Object pointing dataset records
* * * *

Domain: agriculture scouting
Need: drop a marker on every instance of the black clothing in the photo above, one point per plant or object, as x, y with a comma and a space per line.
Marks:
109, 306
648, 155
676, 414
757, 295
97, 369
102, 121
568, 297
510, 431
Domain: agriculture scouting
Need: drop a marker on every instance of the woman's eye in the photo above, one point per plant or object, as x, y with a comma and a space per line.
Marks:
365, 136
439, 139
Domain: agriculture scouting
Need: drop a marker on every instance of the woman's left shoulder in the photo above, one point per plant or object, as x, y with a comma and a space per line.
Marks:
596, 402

* * * *

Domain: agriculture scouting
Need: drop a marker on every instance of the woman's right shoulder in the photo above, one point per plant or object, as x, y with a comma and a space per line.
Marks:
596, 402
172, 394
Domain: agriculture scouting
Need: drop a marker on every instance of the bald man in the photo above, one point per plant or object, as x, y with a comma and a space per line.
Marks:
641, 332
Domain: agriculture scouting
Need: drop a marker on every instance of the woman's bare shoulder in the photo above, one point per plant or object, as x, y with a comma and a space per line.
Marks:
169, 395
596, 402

* * * *

* _What is needed_:
Filter the records above and copy out every line containing the word "photo", treating uppercase and lowercase as different.

* _Task output_:
Need: drop a marker on every instance of the black clothing in the photo above, one point per plant or object, as x, y with a comma and a space per line.
Need: drop a marker on every instance of the woman's eye in the photo above, one point per plant or object, as x, y with a comma and a space per line.
Need: drop a marker on every instance of the woman's left shoulder in the photo above, one point per plant or object, as x, y with a comma and a space per line.
Need: drop a marker on every instance of the woman's right shoulder in the photo above, one point per plant or object, as x, y with a comma and a space per line.
Need: drop a marker on every instance of the bald man in the photo above, one point per plant or object, as x, y with a comma and a space per line.
Need: drop a marker on every instance of the woman's bare shoulder in the photo above, one point per plant or object, as x, y with a comma and a space per line.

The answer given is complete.